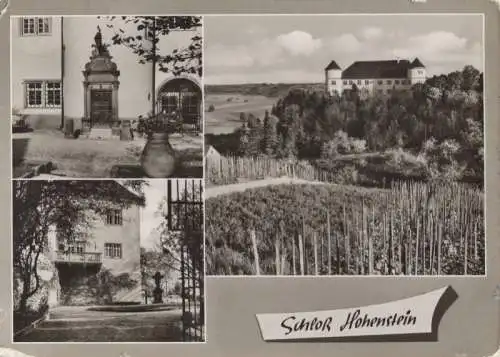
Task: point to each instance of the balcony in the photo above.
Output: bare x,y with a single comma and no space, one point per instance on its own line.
79,258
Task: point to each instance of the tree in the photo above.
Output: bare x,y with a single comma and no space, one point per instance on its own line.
155,260
40,205
187,60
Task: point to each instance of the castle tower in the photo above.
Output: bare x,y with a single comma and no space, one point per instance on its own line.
417,72
129,97
333,78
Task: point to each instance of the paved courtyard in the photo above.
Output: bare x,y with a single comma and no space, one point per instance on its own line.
78,324
87,158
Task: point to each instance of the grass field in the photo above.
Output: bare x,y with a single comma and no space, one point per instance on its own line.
90,158
226,116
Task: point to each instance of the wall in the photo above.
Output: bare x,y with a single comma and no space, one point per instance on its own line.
35,57
135,78
374,86
166,44
83,284
127,234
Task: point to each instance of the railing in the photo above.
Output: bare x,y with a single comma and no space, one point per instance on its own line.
92,258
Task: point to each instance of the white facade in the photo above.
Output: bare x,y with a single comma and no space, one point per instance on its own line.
337,81
60,54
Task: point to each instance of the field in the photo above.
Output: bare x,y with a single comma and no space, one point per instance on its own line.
91,158
226,116
305,229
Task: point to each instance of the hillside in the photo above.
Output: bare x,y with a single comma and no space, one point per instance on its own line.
273,90
404,230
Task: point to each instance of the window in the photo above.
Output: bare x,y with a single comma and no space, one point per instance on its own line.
43,94
114,217
36,26
113,250
53,94
77,247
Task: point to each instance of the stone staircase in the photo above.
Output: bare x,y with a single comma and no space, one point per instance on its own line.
102,134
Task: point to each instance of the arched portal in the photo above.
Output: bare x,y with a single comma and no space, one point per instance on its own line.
182,95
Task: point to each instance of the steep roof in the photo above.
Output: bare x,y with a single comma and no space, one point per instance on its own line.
377,69
332,65
417,64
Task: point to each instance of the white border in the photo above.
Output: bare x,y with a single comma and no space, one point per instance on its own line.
485,275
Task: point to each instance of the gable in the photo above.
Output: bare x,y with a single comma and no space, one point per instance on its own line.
377,69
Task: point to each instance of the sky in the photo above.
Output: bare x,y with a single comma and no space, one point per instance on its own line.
296,49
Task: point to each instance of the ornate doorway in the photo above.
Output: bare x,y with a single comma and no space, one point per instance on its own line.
184,96
101,107
186,215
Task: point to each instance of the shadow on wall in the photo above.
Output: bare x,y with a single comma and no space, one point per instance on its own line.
91,286
50,122
19,149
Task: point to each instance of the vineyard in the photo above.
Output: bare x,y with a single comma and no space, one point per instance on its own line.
410,229
229,170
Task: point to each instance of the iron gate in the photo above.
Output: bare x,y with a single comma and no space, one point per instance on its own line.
185,214
183,97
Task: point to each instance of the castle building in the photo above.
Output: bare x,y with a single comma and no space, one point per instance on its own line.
68,68
108,256
374,77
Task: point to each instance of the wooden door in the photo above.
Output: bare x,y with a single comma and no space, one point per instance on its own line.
101,107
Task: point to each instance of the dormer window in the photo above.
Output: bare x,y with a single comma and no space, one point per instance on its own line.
36,26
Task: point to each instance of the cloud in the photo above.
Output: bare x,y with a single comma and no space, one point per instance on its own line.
347,43
372,33
264,52
219,55
273,76
299,43
433,45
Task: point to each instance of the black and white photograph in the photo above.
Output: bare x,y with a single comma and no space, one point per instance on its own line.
108,261
107,96
344,144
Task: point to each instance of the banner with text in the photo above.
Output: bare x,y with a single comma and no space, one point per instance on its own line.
403,317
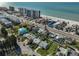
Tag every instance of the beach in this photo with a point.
(71, 22)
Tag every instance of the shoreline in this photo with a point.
(71, 22)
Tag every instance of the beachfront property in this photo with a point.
(11, 8)
(46, 34)
(29, 12)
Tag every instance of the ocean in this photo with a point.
(66, 10)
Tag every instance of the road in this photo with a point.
(66, 34)
(27, 50)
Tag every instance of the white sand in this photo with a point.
(71, 22)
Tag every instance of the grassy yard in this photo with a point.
(33, 46)
(51, 50)
(76, 45)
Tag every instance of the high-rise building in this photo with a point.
(29, 12)
(36, 14)
(11, 8)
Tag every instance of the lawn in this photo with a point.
(51, 50)
(33, 46)
(76, 45)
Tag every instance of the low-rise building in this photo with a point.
(62, 51)
(43, 44)
(22, 31)
(36, 40)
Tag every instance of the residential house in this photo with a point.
(43, 44)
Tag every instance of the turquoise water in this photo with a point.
(67, 10)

» **Task details**
Copy out the entries word for word, everything from the line containing "Tag every instance of the beachfront" down through the end of the entries.

» **Exercise response**
Tag every instance of the beachfront property in this photo with a point.
(11, 8)
(46, 34)
(29, 12)
Tag every instance of the ocean in this photo with a point.
(66, 10)
Tag every instance of the road in this photo with a point.
(66, 34)
(27, 50)
Tag every instance of the white sand in this photo with a point.
(71, 22)
Tag every instance of the grassy yard in this photo with a point.
(33, 46)
(51, 50)
(76, 45)
Tag every instance of the high-rise building in this photo with a point.
(29, 12)
(36, 14)
(11, 8)
Tag every instance of the lawn in this photo with a point.
(51, 50)
(33, 46)
(76, 45)
Tag every instance of the low-rise building in this photo with a point.
(62, 51)
(43, 44)
(22, 31)
(36, 40)
Tag every instance of the residential house in this photo with a point.
(43, 44)
Tag every instance of the turquoise water in this photo with a point.
(67, 10)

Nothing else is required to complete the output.